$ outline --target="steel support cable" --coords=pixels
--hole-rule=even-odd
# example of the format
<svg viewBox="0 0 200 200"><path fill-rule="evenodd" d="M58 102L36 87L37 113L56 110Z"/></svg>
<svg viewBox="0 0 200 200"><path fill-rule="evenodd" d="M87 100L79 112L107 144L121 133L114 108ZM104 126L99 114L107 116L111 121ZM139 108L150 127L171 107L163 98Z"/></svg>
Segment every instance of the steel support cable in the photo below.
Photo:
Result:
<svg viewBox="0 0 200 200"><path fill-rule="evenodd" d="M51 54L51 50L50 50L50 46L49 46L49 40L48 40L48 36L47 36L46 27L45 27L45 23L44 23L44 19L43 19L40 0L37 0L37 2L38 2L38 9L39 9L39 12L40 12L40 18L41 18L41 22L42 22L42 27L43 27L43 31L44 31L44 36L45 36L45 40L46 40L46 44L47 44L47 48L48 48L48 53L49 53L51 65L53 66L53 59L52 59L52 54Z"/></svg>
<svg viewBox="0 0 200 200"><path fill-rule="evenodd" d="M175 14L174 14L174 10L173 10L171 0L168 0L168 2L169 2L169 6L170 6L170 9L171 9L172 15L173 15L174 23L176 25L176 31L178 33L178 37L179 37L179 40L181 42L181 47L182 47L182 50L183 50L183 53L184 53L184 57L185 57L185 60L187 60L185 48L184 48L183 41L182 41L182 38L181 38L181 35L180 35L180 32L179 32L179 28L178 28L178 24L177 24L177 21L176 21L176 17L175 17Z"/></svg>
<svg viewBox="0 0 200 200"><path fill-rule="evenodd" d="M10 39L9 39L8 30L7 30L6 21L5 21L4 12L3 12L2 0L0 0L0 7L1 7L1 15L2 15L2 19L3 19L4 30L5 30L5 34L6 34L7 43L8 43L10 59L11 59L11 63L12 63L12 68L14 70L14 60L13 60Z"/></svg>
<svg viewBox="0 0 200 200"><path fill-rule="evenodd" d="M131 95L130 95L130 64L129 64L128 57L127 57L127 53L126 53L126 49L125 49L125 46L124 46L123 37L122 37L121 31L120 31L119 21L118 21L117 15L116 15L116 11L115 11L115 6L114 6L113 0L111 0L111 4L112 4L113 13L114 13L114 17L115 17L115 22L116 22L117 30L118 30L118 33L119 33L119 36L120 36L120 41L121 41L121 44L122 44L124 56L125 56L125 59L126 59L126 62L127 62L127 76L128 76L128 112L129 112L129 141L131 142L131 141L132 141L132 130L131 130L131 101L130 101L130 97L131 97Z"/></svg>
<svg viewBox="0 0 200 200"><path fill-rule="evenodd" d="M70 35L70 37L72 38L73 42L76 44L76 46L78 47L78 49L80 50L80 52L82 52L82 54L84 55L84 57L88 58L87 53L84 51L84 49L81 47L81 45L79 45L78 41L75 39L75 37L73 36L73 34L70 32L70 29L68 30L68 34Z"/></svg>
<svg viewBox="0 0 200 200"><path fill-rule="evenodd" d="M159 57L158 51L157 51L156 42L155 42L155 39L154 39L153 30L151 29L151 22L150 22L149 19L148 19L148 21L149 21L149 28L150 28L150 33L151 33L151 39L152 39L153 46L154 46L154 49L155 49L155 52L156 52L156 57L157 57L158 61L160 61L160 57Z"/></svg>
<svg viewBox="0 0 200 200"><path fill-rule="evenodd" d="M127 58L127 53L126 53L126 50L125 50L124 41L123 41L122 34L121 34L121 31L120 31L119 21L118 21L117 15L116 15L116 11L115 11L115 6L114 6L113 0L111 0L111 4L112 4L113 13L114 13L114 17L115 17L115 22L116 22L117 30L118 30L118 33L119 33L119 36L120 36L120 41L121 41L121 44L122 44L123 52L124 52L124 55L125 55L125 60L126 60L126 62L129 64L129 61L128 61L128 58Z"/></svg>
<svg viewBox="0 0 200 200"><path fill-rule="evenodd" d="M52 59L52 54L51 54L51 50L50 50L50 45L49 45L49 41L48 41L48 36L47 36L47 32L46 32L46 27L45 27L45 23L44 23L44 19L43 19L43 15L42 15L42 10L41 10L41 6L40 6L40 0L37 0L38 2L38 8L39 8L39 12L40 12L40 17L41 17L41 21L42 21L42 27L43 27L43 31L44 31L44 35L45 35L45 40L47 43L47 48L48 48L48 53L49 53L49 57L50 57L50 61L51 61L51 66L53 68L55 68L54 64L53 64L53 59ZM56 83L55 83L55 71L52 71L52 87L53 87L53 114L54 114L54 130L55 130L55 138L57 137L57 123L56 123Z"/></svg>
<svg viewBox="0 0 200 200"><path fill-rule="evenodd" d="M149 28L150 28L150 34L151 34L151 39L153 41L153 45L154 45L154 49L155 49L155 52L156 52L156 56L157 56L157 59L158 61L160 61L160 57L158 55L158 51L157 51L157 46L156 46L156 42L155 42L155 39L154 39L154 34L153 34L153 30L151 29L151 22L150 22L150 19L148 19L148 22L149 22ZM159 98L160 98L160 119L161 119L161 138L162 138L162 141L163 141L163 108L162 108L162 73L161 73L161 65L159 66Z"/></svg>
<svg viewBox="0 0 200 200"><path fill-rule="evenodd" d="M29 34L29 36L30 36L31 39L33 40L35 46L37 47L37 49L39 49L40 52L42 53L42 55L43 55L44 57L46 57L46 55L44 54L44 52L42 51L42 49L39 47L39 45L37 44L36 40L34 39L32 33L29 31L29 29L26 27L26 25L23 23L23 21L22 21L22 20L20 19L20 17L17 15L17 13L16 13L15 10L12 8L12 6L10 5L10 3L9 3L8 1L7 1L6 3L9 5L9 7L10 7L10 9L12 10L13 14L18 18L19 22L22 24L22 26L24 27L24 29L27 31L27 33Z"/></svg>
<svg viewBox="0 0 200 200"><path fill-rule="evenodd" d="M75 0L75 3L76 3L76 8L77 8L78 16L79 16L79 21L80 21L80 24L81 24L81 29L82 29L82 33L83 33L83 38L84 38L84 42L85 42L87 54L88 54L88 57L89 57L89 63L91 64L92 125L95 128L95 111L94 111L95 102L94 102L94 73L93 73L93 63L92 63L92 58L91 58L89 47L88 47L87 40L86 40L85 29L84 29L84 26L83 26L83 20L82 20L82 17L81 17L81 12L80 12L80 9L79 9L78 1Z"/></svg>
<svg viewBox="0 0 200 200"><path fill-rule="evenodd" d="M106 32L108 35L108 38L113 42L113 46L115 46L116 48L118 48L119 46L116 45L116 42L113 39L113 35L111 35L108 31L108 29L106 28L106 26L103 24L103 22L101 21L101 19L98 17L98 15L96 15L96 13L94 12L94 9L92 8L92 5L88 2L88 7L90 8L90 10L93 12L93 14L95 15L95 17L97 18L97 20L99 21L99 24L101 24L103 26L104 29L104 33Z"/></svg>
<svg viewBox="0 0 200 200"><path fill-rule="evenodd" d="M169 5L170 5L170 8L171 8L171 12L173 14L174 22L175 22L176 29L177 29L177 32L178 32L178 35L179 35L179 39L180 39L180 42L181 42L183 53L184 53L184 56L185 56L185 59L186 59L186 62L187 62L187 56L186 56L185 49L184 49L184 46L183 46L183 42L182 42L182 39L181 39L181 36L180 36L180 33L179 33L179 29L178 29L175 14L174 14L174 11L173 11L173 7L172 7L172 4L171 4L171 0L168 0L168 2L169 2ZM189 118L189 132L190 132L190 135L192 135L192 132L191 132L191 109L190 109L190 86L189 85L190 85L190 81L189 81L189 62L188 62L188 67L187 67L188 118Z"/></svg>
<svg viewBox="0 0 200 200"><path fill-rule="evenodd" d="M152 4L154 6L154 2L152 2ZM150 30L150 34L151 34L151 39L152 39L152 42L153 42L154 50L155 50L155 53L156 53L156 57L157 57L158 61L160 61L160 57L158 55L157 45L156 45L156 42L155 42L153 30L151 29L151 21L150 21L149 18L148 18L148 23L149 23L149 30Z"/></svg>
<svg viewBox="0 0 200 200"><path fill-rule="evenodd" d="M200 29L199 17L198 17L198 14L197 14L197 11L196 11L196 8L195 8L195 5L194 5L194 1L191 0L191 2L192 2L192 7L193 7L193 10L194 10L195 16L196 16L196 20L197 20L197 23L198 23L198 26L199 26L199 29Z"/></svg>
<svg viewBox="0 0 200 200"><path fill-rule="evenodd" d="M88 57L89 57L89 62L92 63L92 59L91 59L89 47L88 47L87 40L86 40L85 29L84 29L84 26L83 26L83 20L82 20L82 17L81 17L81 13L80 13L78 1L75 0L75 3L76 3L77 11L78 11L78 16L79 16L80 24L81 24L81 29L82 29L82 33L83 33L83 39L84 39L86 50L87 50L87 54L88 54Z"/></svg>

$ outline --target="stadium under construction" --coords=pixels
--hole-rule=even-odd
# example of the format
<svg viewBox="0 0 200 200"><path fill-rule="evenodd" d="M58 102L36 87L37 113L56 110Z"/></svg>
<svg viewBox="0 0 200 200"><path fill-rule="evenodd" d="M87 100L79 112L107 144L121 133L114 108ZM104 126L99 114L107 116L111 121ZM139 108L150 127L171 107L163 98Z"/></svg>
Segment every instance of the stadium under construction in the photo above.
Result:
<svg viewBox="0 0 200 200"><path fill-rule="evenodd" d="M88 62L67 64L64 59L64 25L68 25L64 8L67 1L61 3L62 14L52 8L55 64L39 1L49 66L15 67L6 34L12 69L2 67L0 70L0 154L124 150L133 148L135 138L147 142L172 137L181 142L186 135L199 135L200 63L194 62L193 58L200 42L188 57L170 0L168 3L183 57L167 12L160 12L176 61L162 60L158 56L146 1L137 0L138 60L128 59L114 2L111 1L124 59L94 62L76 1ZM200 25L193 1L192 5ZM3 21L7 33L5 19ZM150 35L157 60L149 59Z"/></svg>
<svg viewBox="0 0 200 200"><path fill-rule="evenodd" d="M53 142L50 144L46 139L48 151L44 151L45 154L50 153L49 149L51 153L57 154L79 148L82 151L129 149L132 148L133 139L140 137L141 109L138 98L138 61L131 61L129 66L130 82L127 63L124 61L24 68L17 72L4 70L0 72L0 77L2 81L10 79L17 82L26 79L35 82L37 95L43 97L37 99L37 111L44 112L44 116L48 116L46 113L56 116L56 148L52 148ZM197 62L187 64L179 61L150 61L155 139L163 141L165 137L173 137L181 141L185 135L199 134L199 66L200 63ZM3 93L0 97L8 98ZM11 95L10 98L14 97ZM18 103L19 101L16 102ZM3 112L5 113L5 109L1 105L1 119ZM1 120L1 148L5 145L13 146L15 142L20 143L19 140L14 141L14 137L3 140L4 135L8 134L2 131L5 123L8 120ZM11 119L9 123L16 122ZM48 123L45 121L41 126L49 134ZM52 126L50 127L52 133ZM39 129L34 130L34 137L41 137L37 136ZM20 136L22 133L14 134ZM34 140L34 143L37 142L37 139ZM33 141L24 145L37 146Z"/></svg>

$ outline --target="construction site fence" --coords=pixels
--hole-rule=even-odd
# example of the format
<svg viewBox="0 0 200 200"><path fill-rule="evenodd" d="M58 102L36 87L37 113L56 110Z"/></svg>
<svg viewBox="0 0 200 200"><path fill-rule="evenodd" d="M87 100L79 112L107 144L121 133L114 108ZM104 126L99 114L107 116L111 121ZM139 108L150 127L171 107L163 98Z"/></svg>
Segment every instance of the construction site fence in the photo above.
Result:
++++++++++
All lines of the material that contain the word "support" should be listed.

● Response for this exercise
$ outline --target="steel support cable" --coords=pixels
Segment every instance of the steel support cable in the photo below.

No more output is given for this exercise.